§ **Recorded data**:
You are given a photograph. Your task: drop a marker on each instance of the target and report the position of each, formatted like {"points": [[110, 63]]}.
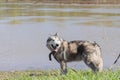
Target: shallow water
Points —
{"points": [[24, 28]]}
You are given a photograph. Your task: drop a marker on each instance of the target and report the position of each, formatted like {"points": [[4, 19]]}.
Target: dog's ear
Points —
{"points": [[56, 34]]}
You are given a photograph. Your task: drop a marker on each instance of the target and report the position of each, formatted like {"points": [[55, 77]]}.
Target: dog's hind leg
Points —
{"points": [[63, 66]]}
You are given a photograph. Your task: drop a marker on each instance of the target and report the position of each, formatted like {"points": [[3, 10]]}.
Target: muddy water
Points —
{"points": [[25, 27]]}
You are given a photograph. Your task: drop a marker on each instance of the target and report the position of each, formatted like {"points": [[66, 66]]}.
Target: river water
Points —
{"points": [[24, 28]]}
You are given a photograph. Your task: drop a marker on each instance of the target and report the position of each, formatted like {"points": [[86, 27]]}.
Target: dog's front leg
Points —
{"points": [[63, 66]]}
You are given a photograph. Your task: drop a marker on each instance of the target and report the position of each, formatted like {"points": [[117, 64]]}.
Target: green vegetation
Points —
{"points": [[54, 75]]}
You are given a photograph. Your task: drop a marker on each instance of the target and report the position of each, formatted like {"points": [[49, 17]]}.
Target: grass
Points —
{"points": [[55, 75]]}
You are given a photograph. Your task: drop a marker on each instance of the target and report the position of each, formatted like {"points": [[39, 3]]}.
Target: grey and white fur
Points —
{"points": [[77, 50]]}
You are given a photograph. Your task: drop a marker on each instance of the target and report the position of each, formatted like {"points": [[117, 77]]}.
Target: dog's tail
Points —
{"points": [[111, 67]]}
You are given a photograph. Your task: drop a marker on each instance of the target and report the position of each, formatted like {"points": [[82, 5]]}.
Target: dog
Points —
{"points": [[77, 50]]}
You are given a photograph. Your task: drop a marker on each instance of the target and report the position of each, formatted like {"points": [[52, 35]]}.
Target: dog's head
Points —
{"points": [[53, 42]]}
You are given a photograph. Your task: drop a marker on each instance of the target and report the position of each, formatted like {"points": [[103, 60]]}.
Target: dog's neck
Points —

§ **What you need to do**:
Each entry needs to be retyped exactly; the pictures stay out.

§ **Exercise answer**:
You are given a photograph. Your task: drop a marker on each instance of the target and report the position of each, formatted like {"points": [[110, 63]]}.
Target: shallow water
Points —
{"points": [[24, 28]]}
You are given a photograph. Your task: drop a marker on each instance of the target and report the position of each, formatted like {"points": [[4, 19]]}.
Target: dog's ear
Points —
{"points": [[56, 34]]}
You are given a photograph. Your task: drop a marker on each instance of the target and report the position of each, formatted like {"points": [[55, 77]]}.
Target: dog's hind leg
Points —
{"points": [[63, 66]]}
You are given a photograph. Your task: drop a marker on each instance of the target and report the position of each, formatted like {"points": [[3, 10]]}.
Target: muddy water
Points —
{"points": [[25, 27]]}
You are given a photograph. Your task: drop a marker on each instance of the target and report the position of each, formatted like {"points": [[66, 66]]}.
Target: river water
Points —
{"points": [[24, 28]]}
You are given a photograph. Your task: drop a marker on each instance of the target and report the position of each, formatted like {"points": [[86, 27]]}.
Target: dog's front leg
Points —
{"points": [[63, 66]]}
You are given a photograph. Your task: drop a marker on each instance of the target and report the position of each, formatted like {"points": [[117, 64]]}.
Target: green vegetation
Points —
{"points": [[54, 75]]}
You are given a photograph. Your task: drop a marker on each instance of the target and report the position of each, formatted like {"points": [[49, 17]]}.
Target: grass
Points —
{"points": [[55, 75]]}
You are given a photograph. Your task: drop a marker on each instance of the target and report the position of each, formatted like {"points": [[39, 3]]}.
Target: grey and white fur
Points —
{"points": [[77, 50]]}
You are given a photograph. Your task: drop a marker on each instance of the target and report the position of each, formatted like {"points": [[117, 77]]}.
Target: dog's tail
Points —
{"points": [[111, 67]]}
You are given a photograph. Your task: drop a marker on each instance of the target and report the position of each, formatted like {"points": [[82, 5]]}.
Target: dog
Points —
{"points": [[77, 50]]}
You are given a photograph. Your task: drop a marker on each instance of the target and report the position of each, formatted like {"points": [[52, 35]]}.
Target: dog's head
Points —
{"points": [[53, 42]]}
You are given a photograph. Your task: drop a marker on each instance of the target and report the position of each, formatted like {"points": [[103, 60]]}.
Target: dog's neck
Points —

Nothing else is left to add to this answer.